━━━ Extracted material ━━━

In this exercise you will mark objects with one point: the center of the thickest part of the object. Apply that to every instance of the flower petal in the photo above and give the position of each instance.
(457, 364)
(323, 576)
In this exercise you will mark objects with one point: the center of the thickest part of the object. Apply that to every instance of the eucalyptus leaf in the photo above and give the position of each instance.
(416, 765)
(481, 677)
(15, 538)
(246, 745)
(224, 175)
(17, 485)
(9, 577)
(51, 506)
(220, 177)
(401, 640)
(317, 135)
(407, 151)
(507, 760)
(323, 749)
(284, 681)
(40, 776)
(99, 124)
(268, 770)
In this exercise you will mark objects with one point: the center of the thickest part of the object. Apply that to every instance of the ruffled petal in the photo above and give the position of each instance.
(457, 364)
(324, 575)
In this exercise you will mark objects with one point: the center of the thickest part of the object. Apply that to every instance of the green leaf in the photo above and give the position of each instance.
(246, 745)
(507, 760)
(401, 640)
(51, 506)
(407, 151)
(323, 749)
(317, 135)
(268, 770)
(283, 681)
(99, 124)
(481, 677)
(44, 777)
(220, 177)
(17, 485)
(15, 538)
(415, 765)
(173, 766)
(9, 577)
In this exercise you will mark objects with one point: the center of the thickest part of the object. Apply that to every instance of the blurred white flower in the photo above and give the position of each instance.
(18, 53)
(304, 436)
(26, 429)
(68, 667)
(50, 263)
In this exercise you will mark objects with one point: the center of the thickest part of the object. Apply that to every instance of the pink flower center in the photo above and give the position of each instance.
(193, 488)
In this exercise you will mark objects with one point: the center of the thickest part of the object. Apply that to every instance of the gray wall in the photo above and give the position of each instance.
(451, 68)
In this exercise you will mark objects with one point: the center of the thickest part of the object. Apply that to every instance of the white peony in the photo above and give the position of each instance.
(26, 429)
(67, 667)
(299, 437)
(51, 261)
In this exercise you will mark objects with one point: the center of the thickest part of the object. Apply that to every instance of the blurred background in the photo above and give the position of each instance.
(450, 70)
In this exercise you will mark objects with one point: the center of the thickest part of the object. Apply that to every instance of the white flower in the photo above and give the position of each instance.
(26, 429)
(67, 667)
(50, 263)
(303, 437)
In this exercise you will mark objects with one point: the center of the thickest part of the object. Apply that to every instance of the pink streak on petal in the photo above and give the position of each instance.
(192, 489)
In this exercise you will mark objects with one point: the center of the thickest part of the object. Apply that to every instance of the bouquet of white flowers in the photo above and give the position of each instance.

━━━

What you will do ▸
Could you format every line of the entries above as a JSON list of strings, one string per line, with blank lines left out?

Solution ▸
[
  "In this exercise you will mark objects with one point: the center of the thickest part of the object. Apply that to every instance of the flower petal in the photo above and give the position of each instance.",
  "(457, 364)",
  "(323, 576)",
  "In this exercise you will mark objects with one point: the center of the thickest part of the object. Apply that to every instance of the eucalyptus leaf in the photo above and give the position of each instance.",
  "(416, 765)",
  "(481, 677)",
  "(15, 538)",
  "(246, 745)",
  "(224, 175)",
  "(17, 485)",
  "(9, 577)",
  "(51, 506)",
  "(220, 177)",
  "(401, 640)",
  "(317, 135)",
  "(407, 151)",
  "(507, 760)",
  "(323, 749)",
  "(284, 681)",
  "(40, 776)",
  "(99, 124)",
  "(268, 770)",
  "In this exercise you will mark objects with one point: the center of the thickest part of the object. Apply that to every instance of the ruffled petal in the photo above and give the position of each instance.",
  "(457, 364)",
  "(324, 575)",
  "In this exercise you will mark objects with one point: the center of the thickest part of the object. Apply that to every instance of the green leaf in the photo above and give the position of each instance.",
  "(246, 745)",
  "(507, 760)",
  "(401, 640)",
  "(51, 506)",
  "(407, 151)",
  "(323, 749)",
  "(317, 135)",
  "(268, 770)",
  "(283, 681)",
  "(99, 124)",
  "(481, 677)",
  "(44, 777)",
  "(220, 177)",
  "(17, 485)",
  "(15, 538)",
  "(415, 765)",
  "(173, 766)",
  "(9, 577)",
  "In this exercise you will mark objects with one point: the center of the thickest part of the object. Apply that to every instance of the blurred white flower in the photo above and give the position of each instance.",
  "(18, 53)",
  "(304, 436)",
  "(26, 429)",
  "(68, 667)",
  "(50, 263)",
  "In this exercise you will mark objects with one point: the center of the thickest part of the object. Apply that to every instance of the pink flower center in the photo above and give the position of each instance.",
  "(193, 488)",
  "In this exercise you will mark objects with one point: the center of the thickest part of the object. Apply that to every instance of the gray wall in the photo above and give the position of each instance.",
  "(451, 68)",
  "In this exercise you will mark objects with one point: the center of the thickest part of the object. Apply that to every instance of the white peony in the photo above and give the position of each instance.",
  "(26, 429)",
  "(67, 667)",
  "(299, 437)",
  "(51, 261)",
  "In this exercise you will mark objects with one point: the center of the thickest part of the object. Apply that to every instance of the blurred background in the photo above and give the position of each instance.",
  "(450, 70)",
  "In this exercise you will mark objects with one point: the center of the thickest part of the object. Apply that to every instance of the white flower in the photo above and give the position of each instance.",
  "(26, 429)",
  "(67, 667)",
  "(50, 263)",
  "(303, 437)",
  "In this exercise you will mark objects with one point: the center of the thickest part of the object. Apply that to every instance of the pink streak on petal in the photo above and give the position of each instance.",
  "(192, 489)",
  "In this exercise you will mark objects with one point: the center of the thickest part of the object. Apply that to every instance of the bouquet of white flowers in the photo above and give the position of each instance."
]